## Given exercise
Extract every line of the material below and reproduce it verbatim, from the first line through the last.
-=-=-=-=-
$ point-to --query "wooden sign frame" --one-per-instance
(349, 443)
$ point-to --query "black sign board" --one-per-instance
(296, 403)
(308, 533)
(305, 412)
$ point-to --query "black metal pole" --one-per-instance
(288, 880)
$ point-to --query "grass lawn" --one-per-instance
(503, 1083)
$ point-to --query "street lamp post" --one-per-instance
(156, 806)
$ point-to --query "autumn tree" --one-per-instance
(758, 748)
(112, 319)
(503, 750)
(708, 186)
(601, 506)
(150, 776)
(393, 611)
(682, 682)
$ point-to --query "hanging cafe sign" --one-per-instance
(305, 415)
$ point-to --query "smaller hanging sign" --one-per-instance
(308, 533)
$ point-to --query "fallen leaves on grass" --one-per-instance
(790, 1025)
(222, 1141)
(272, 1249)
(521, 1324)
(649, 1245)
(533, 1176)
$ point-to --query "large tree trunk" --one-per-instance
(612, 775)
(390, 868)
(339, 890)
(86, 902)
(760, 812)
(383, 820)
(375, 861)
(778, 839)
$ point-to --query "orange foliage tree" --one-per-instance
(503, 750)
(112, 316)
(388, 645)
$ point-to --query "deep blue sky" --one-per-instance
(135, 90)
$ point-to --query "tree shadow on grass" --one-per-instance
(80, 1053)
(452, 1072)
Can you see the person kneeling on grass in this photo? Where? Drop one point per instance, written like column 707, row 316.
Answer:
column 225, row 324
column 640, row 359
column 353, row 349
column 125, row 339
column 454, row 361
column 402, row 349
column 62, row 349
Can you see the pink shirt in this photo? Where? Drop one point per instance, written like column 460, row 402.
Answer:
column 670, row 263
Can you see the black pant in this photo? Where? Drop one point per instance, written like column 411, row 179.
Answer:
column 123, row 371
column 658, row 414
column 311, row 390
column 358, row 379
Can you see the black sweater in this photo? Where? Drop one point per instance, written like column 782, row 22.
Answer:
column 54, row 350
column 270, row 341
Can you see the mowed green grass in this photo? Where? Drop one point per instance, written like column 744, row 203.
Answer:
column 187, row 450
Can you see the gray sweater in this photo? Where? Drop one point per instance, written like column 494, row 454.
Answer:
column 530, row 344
-=-=-=-=-
## Result below
$ point-to --query "wooden sign frame" --one-per-instance
(349, 443)
$ point-to --query "black sign board" --one-per-instance
(296, 403)
(308, 533)
(305, 412)
$ point-to --query "black metal pole" --one-per-instance
(288, 880)
$ point-to --query "grass lawn" --one-per-instance
(503, 1083)
$ point-to --query "street lamp post" --one-per-instance
(156, 806)
$ point-to --query "autumn tree" --one-per-instance
(758, 748)
(112, 319)
(503, 750)
(708, 186)
(601, 506)
(150, 776)
(393, 611)
(682, 682)
$ point-to --query "hanging cafe sign" --one-per-instance
(305, 415)
$ point-to --query "smaller hanging sign" --one-per-instance
(308, 533)
$ point-to --query "fallen leaves on grass" --one-per-instance
(790, 1025)
(222, 1141)
(272, 1249)
(521, 1324)
(649, 1245)
(533, 1176)
$ point-to --query "large tree trunk" --one-per-instance
(612, 775)
(390, 868)
(339, 890)
(86, 902)
(760, 812)
(383, 820)
(375, 861)
(778, 839)
$ point-to --query "orange foliage tree" --one-per-instance
(503, 750)
(112, 316)
(388, 645)
$ point-to --query "deep blue sky" --one-per-instance
(135, 90)
$ point-to --query "tree shadow on grass" --one-per-instance
(80, 1053)
(452, 1072)
Can you see the person kneeling on grass in this photo? Where? Drop one point per instance, written like column 707, row 316.
Answer:
column 225, row 324
column 640, row 359
column 353, row 349
column 125, row 339
column 454, row 361
column 402, row 349
column 62, row 349
Can you see the pink shirt in this photo? Where? Drop one point per instance, written like column 460, row 402.
Answer:
column 670, row 263
Can you see the black pant in this photo? Where? Drop one point per instance, written like column 411, row 179.
Answer:
column 123, row 371
column 658, row 414
column 311, row 390
column 358, row 379
Can you see the black sweater in this photo? Where? Drop one point per instance, written like column 782, row 22.
Answer:
column 54, row 350
column 270, row 341
Can you see the mowed green grass in this photo? Where? Drop one point per instance, written like column 744, row 203.
Answer:
column 187, row 450
Can you see the gray sweater in this photo? Where? Drop one point per instance, written like column 494, row 454.
Answer:
column 530, row 344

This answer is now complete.